Stored dataset entries
* * * * * * * * *
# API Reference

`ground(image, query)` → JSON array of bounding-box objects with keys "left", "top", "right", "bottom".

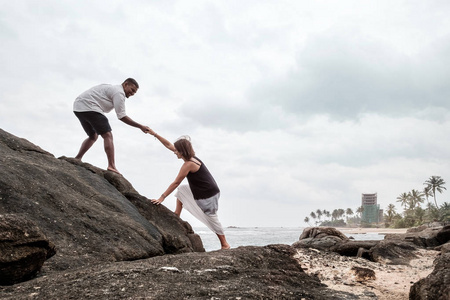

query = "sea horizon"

[{"left": 193, "top": 226, "right": 385, "bottom": 251}]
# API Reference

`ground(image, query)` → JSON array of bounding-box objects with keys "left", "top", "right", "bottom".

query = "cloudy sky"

[{"left": 0, "top": 0, "right": 450, "bottom": 227}]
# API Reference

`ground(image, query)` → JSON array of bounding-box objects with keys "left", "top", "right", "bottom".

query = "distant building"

[{"left": 361, "top": 193, "right": 383, "bottom": 224}]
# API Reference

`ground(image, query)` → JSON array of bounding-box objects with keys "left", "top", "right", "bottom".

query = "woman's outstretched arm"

[{"left": 148, "top": 129, "right": 175, "bottom": 152}]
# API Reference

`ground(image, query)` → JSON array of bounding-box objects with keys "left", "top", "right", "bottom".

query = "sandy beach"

[
  {"left": 296, "top": 228, "right": 439, "bottom": 300},
  {"left": 336, "top": 227, "right": 408, "bottom": 234}
]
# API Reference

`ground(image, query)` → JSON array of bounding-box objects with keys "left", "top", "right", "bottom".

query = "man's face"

[{"left": 123, "top": 82, "right": 137, "bottom": 98}]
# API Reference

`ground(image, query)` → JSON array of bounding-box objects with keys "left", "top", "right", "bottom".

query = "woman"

[{"left": 148, "top": 130, "right": 230, "bottom": 249}]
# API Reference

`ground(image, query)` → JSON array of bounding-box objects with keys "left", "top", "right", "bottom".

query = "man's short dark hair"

[{"left": 122, "top": 78, "right": 139, "bottom": 88}]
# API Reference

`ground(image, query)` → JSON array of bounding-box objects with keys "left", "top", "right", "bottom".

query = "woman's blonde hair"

[{"left": 173, "top": 135, "right": 195, "bottom": 160}]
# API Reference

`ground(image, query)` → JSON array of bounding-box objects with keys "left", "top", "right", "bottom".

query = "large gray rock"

[
  {"left": 0, "top": 245, "right": 360, "bottom": 300},
  {"left": 0, "top": 215, "right": 56, "bottom": 285},
  {"left": 409, "top": 252, "right": 450, "bottom": 300},
  {"left": 0, "top": 129, "right": 203, "bottom": 272}
]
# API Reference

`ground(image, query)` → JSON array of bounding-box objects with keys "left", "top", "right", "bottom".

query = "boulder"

[
  {"left": 409, "top": 252, "right": 450, "bottom": 300},
  {"left": 0, "top": 129, "right": 204, "bottom": 273},
  {"left": 0, "top": 214, "right": 56, "bottom": 285},
  {"left": 292, "top": 227, "right": 349, "bottom": 250},
  {"left": 385, "top": 225, "right": 450, "bottom": 248}
]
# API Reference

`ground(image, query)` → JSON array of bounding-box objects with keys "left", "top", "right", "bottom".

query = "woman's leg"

[
  {"left": 174, "top": 199, "right": 183, "bottom": 216},
  {"left": 217, "top": 234, "right": 230, "bottom": 249}
]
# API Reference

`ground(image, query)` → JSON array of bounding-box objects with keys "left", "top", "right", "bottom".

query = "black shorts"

[{"left": 74, "top": 111, "right": 111, "bottom": 137}]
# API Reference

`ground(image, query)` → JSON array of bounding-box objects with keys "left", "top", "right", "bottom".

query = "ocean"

[{"left": 193, "top": 227, "right": 384, "bottom": 251}]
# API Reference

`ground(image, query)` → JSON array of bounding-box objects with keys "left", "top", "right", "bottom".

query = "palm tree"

[
  {"left": 386, "top": 204, "right": 395, "bottom": 223},
  {"left": 423, "top": 185, "right": 433, "bottom": 207},
  {"left": 316, "top": 209, "right": 322, "bottom": 223},
  {"left": 424, "top": 176, "right": 447, "bottom": 208},
  {"left": 303, "top": 217, "right": 311, "bottom": 226},
  {"left": 309, "top": 211, "right": 317, "bottom": 223},
  {"left": 397, "top": 193, "right": 409, "bottom": 208},
  {"left": 345, "top": 208, "right": 353, "bottom": 216}
]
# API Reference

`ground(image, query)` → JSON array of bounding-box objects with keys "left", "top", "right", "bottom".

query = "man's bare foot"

[{"left": 106, "top": 167, "right": 122, "bottom": 175}]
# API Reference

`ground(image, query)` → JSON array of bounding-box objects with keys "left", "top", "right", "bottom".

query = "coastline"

[{"left": 335, "top": 227, "right": 408, "bottom": 234}]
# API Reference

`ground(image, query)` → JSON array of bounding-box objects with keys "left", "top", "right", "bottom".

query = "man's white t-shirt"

[{"left": 73, "top": 84, "right": 127, "bottom": 119}]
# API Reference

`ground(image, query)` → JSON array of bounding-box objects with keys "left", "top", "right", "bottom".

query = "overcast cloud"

[{"left": 0, "top": 0, "right": 450, "bottom": 226}]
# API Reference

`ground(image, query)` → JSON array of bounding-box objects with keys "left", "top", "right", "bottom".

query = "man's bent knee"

[
  {"left": 102, "top": 131, "right": 112, "bottom": 139},
  {"left": 89, "top": 133, "right": 98, "bottom": 142}
]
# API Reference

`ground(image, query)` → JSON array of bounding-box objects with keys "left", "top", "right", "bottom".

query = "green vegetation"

[
  {"left": 303, "top": 207, "right": 362, "bottom": 227},
  {"left": 384, "top": 176, "right": 450, "bottom": 228}
]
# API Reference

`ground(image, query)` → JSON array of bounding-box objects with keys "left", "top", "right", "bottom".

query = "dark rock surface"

[
  {"left": 0, "top": 129, "right": 204, "bottom": 272},
  {"left": 0, "top": 215, "right": 55, "bottom": 285},
  {"left": 385, "top": 225, "right": 450, "bottom": 248},
  {"left": 0, "top": 129, "right": 366, "bottom": 300},
  {"left": 0, "top": 245, "right": 360, "bottom": 300},
  {"left": 409, "top": 252, "right": 450, "bottom": 300}
]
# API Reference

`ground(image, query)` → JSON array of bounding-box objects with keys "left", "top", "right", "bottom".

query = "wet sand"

[{"left": 336, "top": 227, "right": 408, "bottom": 234}]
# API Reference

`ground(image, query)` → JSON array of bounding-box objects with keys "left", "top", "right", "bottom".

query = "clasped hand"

[{"left": 150, "top": 197, "right": 164, "bottom": 205}]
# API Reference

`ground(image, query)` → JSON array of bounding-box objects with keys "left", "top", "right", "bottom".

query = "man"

[{"left": 73, "top": 78, "right": 150, "bottom": 174}]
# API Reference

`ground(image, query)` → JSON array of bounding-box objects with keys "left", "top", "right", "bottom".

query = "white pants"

[{"left": 175, "top": 184, "right": 224, "bottom": 235}]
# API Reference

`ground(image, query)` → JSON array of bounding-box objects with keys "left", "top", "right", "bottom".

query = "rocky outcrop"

[
  {"left": 0, "top": 129, "right": 204, "bottom": 273},
  {"left": 0, "top": 215, "right": 55, "bottom": 285},
  {"left": 292, "top": 227, "right": 428, "bottom": 264},
  {"left": 385, "top": 225, "right": 450, "bottom": 248},
  {"left": 0, "top": 245, "right": 360, "bottom": 300}
]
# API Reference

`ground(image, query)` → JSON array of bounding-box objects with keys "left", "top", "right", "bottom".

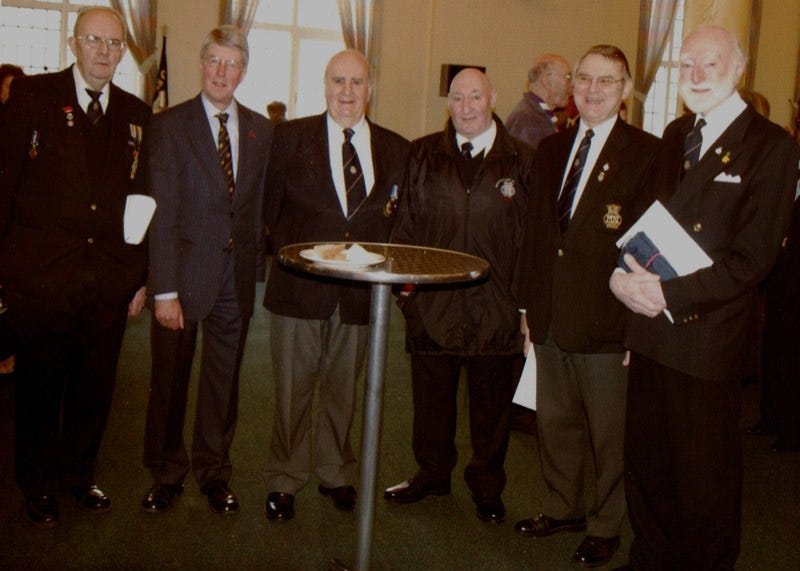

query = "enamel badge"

[{"left": 603, "top": 204, "right": 622, "bottom": 230}]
* * * * * * * * *
Written problem
Report how many lines in the entries above contain the string "dark". Give only the number.

Expected answer
2